-- GIVEN TASK --
Swap "porch column" for "porch post" in the rows from the start through the line containing "[[[94,217],[71,218],[71,351],[67,388],[90,388],[90,271]]]", both ends included, and give those lines again with nothing else changed. Leave the pictures out of your answer.

-- EXCERPTED DATA --
>> Begin

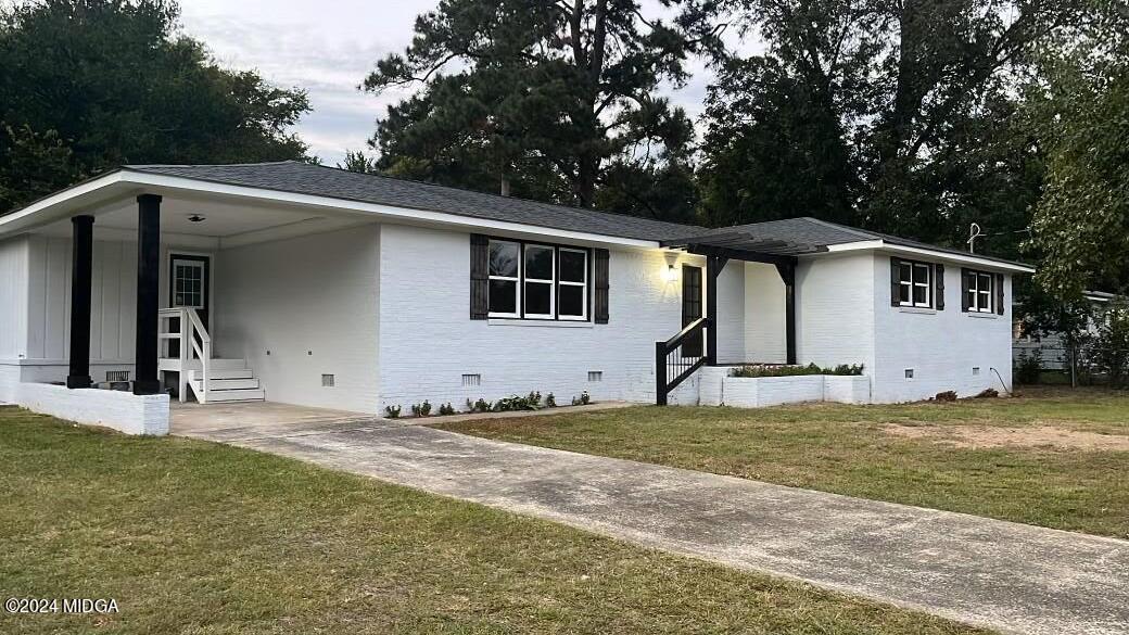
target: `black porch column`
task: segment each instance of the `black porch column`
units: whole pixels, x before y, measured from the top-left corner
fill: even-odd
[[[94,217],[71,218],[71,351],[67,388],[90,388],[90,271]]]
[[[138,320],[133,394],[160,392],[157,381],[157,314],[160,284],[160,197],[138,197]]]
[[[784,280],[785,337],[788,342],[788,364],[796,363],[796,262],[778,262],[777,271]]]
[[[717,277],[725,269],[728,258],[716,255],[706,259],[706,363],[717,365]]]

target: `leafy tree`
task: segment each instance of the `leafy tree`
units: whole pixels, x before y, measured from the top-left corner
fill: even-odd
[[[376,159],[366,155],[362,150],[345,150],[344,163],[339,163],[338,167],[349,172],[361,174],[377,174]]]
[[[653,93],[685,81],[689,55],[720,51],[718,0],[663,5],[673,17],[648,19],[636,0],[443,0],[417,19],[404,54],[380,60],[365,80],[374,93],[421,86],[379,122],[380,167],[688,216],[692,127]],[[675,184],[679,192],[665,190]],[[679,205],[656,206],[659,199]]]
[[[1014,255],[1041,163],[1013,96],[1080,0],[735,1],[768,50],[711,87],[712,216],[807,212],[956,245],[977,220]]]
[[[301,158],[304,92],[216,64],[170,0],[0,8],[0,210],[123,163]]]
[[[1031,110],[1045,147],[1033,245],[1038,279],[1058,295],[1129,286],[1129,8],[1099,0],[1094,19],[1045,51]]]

>> End

-- RESULT OF THE EXERCISE --
target: `black porch post`
task: segment each instance of the `black porch post`
units: whole pixels, x before y, measured from the top-left corner
fill: even-odd
[[[94,217],[71,218],[71,351],[67,388],[90,388],[90,271]]]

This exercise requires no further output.